:: WRITTEN REQUEST ::
Find the line that contains "Practice step: find the red blouse". Repeat that line and all lines following it, exactly, through the end of the listing below.

:: INFORMATION GIVEN ::
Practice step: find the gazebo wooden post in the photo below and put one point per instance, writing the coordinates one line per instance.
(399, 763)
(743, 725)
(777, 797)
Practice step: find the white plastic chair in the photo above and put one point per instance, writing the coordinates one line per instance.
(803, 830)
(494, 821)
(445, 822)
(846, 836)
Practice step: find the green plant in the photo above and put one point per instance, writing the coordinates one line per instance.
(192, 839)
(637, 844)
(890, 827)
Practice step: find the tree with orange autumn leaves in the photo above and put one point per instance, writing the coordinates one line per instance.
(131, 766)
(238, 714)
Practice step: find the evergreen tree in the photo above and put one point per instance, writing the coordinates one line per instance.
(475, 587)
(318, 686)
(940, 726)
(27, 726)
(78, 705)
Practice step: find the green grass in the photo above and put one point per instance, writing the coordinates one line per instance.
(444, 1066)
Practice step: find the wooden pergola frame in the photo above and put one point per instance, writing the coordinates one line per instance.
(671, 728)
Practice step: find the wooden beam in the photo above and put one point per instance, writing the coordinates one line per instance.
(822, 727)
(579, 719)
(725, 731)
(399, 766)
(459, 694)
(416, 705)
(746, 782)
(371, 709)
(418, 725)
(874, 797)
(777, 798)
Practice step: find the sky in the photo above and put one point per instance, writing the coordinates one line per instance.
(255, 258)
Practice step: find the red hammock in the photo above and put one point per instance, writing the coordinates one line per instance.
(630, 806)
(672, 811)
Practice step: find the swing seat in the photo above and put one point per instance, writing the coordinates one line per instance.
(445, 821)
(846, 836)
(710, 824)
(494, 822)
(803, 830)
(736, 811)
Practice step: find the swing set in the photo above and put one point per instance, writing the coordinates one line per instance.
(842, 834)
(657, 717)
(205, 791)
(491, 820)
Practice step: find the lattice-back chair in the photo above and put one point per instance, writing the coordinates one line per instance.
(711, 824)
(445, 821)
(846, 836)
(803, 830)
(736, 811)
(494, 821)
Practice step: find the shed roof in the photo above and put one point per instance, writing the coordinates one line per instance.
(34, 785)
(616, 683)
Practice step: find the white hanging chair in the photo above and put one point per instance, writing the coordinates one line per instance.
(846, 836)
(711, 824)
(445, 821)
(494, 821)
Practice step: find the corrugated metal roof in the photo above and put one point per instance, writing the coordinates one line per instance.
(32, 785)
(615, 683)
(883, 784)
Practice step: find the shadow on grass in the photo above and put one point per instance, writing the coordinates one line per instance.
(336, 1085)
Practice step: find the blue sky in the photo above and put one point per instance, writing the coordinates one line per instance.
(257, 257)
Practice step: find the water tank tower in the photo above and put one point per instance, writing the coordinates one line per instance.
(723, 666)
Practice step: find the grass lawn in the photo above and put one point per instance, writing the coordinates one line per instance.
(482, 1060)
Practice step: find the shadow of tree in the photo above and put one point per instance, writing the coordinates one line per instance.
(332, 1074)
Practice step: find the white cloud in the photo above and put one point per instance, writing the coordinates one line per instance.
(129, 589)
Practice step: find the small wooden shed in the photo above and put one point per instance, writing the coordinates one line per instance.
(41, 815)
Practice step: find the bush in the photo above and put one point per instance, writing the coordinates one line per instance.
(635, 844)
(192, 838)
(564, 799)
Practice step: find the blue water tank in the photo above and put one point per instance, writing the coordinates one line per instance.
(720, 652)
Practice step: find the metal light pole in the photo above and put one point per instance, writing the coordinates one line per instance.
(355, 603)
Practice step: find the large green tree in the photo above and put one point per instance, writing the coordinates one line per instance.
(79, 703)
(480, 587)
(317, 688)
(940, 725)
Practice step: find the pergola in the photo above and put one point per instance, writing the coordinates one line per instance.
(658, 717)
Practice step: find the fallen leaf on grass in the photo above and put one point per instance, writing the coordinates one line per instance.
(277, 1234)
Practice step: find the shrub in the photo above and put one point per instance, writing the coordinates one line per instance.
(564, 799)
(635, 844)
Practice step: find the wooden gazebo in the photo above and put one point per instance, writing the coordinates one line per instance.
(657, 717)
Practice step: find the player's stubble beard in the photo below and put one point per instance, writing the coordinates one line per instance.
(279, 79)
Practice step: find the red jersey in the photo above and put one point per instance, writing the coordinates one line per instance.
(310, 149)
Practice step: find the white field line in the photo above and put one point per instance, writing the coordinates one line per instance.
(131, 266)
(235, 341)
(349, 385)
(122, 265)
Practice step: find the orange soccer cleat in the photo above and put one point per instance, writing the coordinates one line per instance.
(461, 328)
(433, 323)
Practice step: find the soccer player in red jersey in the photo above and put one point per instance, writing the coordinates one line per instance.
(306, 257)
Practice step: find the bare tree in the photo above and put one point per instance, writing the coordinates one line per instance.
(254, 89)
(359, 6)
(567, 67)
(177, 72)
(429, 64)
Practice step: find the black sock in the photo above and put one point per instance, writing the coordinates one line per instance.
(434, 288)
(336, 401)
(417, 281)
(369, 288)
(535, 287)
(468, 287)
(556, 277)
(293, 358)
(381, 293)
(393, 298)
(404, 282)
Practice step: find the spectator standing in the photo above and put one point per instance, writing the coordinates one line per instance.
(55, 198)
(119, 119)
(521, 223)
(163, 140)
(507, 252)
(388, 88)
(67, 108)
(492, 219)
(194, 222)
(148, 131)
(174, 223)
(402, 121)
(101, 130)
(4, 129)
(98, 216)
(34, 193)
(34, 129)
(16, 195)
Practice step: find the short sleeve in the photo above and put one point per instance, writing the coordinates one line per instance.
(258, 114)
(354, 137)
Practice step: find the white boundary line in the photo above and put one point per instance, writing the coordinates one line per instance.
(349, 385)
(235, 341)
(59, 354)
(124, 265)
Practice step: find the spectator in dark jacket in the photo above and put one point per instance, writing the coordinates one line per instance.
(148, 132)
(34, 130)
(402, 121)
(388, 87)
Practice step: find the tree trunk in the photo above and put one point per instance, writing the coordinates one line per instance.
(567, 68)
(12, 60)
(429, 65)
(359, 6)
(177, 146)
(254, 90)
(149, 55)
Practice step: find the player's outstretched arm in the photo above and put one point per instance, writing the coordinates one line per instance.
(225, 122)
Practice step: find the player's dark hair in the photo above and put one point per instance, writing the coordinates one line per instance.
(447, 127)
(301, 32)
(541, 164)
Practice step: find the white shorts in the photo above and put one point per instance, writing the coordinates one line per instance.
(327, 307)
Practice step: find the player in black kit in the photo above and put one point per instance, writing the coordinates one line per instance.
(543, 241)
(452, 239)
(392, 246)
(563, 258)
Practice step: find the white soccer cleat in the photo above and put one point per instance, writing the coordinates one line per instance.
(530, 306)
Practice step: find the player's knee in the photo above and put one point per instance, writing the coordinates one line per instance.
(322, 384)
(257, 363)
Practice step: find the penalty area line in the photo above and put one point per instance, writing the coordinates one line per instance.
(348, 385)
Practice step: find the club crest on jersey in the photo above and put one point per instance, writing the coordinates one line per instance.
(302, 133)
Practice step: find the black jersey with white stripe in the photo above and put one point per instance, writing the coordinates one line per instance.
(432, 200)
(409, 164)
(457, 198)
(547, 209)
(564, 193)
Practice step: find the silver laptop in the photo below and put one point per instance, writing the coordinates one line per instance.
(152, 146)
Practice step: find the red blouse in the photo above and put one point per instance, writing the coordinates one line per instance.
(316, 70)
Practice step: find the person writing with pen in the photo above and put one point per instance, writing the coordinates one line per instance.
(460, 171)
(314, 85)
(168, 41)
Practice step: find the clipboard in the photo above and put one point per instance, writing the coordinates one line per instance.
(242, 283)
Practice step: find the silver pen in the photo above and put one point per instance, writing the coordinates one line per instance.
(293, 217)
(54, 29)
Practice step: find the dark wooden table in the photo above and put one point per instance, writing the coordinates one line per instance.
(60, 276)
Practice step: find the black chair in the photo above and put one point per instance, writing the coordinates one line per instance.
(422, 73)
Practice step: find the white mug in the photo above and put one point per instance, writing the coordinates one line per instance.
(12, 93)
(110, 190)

:: WRITTEN ANSWER ::
Practice step: find the red blouse in the photo above and put one point per instance, writing the coordinates one line per instance.
(316, 70)
Practice step: find the person writing with pen in the photo above and put one point per instance, writing the coordinates one line per instance.
(460, 171)
(314, 85)
(168, 41)
Practice step: find the clipboard in the photo above and put one point per instance, writing the coordinates one line per instance.
(242, 283)
Practice step: find the silver pen in the photo above and put one point per instance, writing the coordinates one line per instance.
(293, 217)
(54, 29)
Practice step: find the dark wooden table in the photo above and put one point per instance, writing the coordinates one line per instance.
(60, 276)
Practice step: find the black chair in the photo above and put one point per instance, writing the coordinates one line per instance.
(422, 73)
Practice step: find the white mug in the photo above and put one point per instance, writing the coordinates one line per instance.
(12, 93)
(110, 190)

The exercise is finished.